:: BRANO FORNITO
Quando arriviamo in una zona piena di mercenari si attiva la modalità stealth del gioco. Hanno livelli d’allerta che li portano a sospettare di alcuni movimenti e se ci vedono avvisano tutto il gruppo. È veramente complicato (e soddisfacente) finire uno scenario senza essere individuato, ma funziona bene quando lo usiamo per sfoltire il campo di battaglia prima di essere scoperti. Possiamo attaccare da coperture, spazi in cui è possibile nascondersi come l’erba alta o con attacchi a distanza. La libertà di decidere come affrontare le battaglie è uno dei suoi punti a favore, che tu voglia affrontare faccia a faccia l’orda di nemici o cercare di non farti scoprire.
::::
:: DATI FORNITI
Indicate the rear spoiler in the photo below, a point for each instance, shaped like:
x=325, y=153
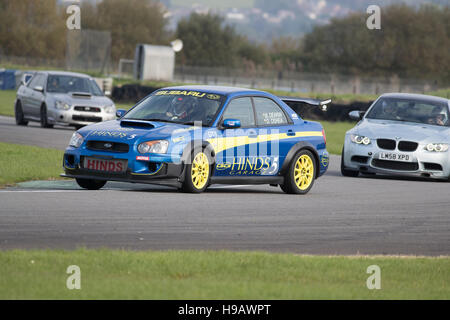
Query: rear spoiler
x=322, y=104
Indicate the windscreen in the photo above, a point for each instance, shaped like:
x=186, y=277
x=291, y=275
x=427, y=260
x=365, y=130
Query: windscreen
x=410, y=110
x=66, y=84
x=178, y=106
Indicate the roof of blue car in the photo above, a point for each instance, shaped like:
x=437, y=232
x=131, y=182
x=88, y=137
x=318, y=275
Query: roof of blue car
::::
ISTRUZIONI:
**1.** Elenchi tutte le forme verbali alla prima persona plurale presenti nel brano sulla modalità stealth.
**2.** Trascriva parola per parola, dal brano sulla modalità stealth, il tratto da "Quando arriviamo in" fino a "non farti scoprire.".

RISULTATI:
**1.** arriviamo, usiamo, Possiamo

**2.**
Quando arriviamo in una zona piena di mercenari si attiva la modalità stealth del gioco. Hanno livelli d’allerta che li portano a sospettare di alcuni movimenti e se ci vedono avvisano tutto il gruppo. È veramente complicato (e soddisfacente) finire uno scenario senza essere individuato, ma funziona bene quando lo usiamo per sfoltire il campo di battaglia prima di essere scoperti. Possiamo attaccare da coperture, spazi in cui è possibile nascondersi come l’erba alta o con attacchi a distanza. La libertà di decidere come affrontare le battaglie è uno dei suoi punti a favore, che tu voglia affrontare faccia a faccia l’orda di nemici o cercare di non farti scoprire.